Coronavirus: Deogaonkar was the second GNLU teacher to die of COVID-19 this year. Aruna Kumar Malik succumbed to it in April.
R. Radhika | May 25, 2021 | 09:53 AM IST
COVID-19 has claimed the lives of hundreds of educators across the country. In a new series, Careers360 tells the stories of some of them and the communities they left behind.
NEW DELHI: In October 2019, Anant Deogaonkar had to have a kidney removed. Still recovering from the surgery, he went back to the Gujarat National Law University, where he was an assistant professor of law, to evaluate students' projects.
“During our project and dissertation submissions, he had a bed put in his cabin with necessary medical equipment. His wife and a full-time nurse came along with him. He made all these arrangements so that our projects wouldn’t suffer,” said Maitreya Shah, a former student.

Recorded data
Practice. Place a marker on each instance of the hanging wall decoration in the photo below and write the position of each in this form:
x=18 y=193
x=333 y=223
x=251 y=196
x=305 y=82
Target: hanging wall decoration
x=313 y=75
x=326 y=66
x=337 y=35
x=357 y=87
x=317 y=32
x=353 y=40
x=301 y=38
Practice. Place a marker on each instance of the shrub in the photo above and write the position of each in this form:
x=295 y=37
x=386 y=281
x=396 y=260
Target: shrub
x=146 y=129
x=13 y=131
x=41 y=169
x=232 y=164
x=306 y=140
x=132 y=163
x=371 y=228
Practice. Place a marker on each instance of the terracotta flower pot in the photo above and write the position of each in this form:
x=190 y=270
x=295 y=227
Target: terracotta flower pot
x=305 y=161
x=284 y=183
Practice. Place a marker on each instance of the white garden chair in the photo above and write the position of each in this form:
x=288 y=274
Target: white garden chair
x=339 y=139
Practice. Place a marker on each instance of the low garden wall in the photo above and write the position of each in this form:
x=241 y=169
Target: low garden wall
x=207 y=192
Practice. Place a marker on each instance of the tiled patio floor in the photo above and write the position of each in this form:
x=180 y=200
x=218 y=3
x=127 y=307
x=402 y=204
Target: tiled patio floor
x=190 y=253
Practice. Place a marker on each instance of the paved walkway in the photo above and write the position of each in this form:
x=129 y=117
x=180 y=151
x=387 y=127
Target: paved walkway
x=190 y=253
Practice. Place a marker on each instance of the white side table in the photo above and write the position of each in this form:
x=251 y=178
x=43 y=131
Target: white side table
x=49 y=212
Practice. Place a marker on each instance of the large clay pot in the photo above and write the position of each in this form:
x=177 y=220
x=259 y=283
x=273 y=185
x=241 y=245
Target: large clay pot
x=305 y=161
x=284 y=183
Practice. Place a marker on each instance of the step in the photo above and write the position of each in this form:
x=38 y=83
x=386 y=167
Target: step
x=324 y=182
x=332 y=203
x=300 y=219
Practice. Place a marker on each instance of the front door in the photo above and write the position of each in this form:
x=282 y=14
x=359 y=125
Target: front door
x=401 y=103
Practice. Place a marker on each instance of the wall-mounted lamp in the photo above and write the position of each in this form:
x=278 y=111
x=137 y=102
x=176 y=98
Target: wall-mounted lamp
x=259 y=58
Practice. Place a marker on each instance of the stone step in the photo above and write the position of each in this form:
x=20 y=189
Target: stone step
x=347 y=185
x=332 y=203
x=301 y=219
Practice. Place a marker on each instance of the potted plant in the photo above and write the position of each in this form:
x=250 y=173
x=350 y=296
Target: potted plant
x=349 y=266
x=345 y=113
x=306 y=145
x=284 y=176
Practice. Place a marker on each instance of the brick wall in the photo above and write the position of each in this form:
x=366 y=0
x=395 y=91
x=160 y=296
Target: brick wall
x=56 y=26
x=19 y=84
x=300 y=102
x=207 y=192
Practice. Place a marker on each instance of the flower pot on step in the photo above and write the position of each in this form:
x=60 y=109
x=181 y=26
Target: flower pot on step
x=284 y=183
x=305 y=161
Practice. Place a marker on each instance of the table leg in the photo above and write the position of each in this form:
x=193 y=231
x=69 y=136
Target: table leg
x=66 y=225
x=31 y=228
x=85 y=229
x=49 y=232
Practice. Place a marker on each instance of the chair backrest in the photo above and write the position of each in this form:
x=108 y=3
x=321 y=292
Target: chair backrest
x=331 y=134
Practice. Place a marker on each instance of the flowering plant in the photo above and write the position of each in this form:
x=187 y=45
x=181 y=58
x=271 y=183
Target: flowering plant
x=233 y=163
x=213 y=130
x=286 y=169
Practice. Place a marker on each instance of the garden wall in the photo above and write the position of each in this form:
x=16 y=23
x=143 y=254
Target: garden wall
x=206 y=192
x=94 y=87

Problem set
[1] In the article on Anant Deogaonkar, copy the text starting with "NEW DELHI: In" and going on through "evaluate students' projects.", changing "assistant professor" to "associate professor".
[2] List every person named in the article on Anant Deogaonkar.

Answers below
[1]
NEW DELHI: In October 2019, Anant Deogaonkar had to have a kidney removed. Still recovering from the surgery, he went back to the Gujarat National Law University, where he was an associate professor of law, to evaluate students' projects.

[2]
Anant Deogaonkar
Aruna Kumar Malik
R. Radhika
Maitreya Shah